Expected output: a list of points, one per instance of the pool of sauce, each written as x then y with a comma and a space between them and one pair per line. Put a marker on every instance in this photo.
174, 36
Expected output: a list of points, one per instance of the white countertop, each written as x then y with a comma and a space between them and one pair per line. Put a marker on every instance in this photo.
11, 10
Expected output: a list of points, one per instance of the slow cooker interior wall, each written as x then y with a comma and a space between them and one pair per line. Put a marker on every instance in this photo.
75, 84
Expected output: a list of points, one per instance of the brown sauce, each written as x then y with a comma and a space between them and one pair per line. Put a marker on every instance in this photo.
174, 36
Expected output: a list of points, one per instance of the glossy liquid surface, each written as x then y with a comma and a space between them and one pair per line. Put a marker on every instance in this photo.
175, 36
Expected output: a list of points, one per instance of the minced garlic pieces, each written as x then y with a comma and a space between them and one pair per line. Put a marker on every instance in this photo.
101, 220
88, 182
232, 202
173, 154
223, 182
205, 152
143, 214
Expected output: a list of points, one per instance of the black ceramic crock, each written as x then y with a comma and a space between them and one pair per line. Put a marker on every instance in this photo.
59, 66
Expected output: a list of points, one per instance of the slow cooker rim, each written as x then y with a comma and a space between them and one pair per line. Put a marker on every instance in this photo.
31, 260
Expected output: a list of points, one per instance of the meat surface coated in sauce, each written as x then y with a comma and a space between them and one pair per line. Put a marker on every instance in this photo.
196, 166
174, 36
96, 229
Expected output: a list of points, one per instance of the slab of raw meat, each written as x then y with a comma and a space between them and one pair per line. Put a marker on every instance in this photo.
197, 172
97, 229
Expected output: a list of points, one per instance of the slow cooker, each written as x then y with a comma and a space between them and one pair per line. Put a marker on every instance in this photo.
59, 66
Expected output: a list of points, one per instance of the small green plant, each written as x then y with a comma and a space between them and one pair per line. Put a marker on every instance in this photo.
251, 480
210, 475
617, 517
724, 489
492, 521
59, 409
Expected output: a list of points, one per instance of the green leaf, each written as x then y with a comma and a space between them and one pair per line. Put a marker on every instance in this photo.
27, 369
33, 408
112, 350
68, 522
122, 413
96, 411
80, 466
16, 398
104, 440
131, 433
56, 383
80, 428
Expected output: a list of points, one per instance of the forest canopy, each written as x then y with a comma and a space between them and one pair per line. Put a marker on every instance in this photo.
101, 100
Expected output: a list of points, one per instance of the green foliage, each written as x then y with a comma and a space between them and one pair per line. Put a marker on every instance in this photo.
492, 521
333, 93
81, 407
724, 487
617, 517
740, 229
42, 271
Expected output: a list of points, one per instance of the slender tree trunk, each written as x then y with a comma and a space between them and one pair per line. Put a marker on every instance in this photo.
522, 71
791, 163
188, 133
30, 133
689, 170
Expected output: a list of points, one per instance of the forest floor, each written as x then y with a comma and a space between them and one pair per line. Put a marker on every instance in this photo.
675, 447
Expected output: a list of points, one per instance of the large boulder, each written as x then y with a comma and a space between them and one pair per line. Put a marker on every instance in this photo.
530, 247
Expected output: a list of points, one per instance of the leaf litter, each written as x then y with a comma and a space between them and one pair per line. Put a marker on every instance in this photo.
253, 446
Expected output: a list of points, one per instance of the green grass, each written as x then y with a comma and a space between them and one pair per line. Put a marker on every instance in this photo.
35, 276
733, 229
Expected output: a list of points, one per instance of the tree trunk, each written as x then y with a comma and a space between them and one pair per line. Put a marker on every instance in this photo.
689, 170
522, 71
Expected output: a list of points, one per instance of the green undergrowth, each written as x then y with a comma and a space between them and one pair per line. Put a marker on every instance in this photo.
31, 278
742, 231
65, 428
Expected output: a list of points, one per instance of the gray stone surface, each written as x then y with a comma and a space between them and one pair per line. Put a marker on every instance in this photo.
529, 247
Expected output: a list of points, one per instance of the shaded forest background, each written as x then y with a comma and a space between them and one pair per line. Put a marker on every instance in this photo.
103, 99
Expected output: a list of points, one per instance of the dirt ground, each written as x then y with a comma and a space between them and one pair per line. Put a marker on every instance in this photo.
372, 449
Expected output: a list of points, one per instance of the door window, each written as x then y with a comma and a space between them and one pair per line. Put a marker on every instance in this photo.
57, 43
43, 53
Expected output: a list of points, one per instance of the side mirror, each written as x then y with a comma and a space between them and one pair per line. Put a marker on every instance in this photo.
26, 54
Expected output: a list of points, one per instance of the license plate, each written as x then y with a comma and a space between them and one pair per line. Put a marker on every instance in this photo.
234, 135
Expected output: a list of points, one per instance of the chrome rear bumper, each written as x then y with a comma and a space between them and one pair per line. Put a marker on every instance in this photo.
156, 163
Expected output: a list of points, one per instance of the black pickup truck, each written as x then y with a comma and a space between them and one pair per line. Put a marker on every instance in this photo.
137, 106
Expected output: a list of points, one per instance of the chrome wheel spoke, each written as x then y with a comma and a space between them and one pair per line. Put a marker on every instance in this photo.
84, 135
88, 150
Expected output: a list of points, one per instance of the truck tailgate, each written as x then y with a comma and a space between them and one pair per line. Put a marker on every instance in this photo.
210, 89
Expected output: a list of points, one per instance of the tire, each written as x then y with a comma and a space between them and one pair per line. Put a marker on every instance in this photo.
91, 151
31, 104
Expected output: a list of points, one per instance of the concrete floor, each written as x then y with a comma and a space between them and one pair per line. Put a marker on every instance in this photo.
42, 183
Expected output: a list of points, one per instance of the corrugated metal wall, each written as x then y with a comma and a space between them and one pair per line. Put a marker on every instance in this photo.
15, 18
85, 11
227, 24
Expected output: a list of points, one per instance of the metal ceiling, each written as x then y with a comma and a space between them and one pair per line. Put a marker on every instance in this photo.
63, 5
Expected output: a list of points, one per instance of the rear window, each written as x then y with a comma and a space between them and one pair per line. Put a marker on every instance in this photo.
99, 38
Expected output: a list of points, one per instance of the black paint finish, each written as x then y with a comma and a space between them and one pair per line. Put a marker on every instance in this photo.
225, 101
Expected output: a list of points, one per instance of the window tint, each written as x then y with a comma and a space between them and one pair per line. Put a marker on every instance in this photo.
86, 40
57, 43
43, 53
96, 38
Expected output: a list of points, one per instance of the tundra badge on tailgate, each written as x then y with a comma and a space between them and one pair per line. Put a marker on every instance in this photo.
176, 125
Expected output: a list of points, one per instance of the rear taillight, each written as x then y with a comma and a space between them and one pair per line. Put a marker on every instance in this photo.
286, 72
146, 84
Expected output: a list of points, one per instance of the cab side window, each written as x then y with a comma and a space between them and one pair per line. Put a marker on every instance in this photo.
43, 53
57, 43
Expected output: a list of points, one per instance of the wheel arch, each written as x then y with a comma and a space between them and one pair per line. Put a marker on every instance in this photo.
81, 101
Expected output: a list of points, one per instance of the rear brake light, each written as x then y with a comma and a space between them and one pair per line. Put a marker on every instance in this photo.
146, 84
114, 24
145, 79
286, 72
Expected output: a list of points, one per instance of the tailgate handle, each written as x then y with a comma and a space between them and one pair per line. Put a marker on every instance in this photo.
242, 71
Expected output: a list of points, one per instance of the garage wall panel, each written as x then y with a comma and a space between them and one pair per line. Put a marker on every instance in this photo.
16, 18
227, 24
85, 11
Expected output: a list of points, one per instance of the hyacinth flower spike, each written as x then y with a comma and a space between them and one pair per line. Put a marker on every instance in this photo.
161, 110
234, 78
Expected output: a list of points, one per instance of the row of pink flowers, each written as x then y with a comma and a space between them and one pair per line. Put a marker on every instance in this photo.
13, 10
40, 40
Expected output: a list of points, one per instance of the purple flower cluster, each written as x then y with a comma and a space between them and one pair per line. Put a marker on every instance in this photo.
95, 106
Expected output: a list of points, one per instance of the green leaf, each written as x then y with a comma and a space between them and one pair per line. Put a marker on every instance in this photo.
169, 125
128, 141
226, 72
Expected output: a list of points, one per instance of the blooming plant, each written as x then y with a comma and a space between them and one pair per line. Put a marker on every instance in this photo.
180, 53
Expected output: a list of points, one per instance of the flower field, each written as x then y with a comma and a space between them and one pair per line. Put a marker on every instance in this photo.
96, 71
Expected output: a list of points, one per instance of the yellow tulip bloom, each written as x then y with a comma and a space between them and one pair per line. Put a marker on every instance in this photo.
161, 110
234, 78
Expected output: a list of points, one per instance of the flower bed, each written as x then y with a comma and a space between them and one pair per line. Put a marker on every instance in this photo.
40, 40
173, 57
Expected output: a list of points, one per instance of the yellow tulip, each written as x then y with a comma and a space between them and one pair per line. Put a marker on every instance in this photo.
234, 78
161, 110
==
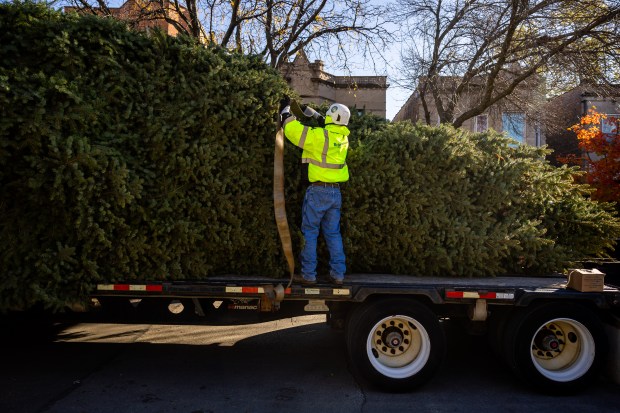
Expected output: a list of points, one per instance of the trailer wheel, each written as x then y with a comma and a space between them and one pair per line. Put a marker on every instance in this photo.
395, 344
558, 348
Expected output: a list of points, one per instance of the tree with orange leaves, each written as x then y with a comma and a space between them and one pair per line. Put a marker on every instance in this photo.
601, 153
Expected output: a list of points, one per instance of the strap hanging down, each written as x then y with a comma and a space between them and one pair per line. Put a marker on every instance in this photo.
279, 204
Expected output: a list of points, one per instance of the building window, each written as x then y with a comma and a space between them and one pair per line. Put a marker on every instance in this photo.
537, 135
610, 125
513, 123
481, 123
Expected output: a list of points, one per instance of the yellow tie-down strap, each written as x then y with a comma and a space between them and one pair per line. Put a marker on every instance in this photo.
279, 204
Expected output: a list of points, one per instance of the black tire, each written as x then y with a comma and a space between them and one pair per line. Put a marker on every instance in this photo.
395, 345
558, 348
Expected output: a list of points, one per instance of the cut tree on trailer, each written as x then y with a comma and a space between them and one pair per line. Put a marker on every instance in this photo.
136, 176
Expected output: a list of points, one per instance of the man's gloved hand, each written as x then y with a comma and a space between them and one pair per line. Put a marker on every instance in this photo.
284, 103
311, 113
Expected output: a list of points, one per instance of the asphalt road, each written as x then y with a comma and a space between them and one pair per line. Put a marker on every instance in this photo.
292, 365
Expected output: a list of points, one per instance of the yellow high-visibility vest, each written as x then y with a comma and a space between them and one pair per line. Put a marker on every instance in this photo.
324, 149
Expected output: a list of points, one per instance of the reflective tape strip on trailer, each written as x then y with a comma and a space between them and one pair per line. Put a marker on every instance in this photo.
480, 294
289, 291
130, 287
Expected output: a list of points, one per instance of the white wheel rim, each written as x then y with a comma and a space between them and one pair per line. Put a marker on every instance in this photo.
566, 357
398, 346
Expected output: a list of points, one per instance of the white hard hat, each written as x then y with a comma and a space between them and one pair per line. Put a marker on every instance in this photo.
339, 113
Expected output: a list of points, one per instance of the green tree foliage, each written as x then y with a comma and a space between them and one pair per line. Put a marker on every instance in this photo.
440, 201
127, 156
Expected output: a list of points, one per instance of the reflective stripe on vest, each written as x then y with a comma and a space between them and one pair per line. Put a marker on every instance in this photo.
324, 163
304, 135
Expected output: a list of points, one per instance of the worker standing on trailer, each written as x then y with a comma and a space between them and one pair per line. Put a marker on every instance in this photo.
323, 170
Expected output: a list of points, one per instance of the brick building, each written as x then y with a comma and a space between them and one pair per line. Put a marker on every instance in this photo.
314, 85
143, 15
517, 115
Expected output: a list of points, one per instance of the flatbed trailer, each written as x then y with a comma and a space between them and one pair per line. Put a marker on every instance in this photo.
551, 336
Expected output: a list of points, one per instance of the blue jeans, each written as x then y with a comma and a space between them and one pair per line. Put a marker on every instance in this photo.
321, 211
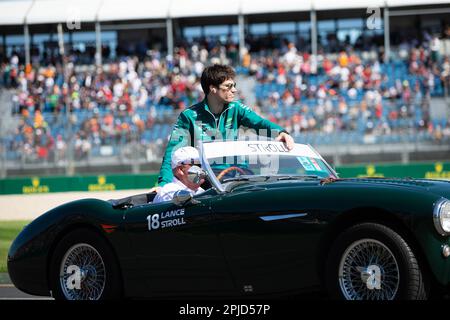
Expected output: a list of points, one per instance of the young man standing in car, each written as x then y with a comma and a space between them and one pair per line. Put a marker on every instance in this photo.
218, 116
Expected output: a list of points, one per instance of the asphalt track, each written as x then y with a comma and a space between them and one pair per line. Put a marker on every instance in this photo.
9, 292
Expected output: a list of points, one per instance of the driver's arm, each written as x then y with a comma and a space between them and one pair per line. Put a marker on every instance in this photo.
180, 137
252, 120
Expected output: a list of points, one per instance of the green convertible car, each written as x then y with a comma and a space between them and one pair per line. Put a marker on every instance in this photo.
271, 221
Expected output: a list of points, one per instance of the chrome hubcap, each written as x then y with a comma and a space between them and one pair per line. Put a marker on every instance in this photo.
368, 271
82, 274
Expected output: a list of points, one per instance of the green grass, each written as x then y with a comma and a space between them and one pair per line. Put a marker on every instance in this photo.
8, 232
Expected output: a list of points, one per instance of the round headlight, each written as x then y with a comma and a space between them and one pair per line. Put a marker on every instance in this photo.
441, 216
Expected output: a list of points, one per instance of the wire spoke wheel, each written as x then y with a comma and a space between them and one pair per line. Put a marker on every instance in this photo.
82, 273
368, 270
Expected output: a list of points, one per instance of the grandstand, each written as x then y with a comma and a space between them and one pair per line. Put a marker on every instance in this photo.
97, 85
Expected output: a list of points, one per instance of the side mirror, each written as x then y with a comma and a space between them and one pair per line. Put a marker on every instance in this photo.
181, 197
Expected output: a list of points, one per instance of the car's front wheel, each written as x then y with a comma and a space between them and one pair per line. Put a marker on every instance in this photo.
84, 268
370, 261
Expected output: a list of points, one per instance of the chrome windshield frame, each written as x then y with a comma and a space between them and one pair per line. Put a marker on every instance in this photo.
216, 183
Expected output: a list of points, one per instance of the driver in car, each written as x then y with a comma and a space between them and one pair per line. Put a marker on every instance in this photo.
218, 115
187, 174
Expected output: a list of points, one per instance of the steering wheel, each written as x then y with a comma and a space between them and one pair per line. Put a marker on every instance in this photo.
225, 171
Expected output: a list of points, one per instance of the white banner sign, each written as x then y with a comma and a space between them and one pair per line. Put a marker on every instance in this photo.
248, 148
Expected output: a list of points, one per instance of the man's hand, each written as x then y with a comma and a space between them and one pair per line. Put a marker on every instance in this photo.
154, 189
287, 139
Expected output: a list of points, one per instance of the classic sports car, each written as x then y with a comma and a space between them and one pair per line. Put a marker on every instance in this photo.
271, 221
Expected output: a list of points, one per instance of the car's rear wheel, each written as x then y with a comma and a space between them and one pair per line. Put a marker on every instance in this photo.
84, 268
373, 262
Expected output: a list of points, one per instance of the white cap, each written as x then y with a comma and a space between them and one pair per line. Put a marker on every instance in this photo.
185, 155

§ Exercise
Locate every line above that contains the word "tree" and copy each one in full.

§ Answer in full
Expected output: a list of points, one per instance of the slender tree trunk, each written as x then y with a comma and a space between them and one pair per line. Put a marker on every instance in this photo.
Expected output: a list of points, one per instance of the tree trunk, each written as x then y with a comma and a space between them and one pair per line. Put a marker on every instance in this photo.
Expected output: a list of points, one per instance of the tree with orange leaves, each written as x then y with a comma and a space between them and one pair per line. Put a marker on every instance in this photo.
Expected output: a list of points, one per instance of the cut tree on trailer, each written as x then y with a comma and a space between them and one pair per line. Put a marker on every instance in this photo.
Expected output: a list of points, one per instance of the green tree foliage, each written as x then y with a comma and a space between them and one pair per line. Put a marker on every instance in this photo.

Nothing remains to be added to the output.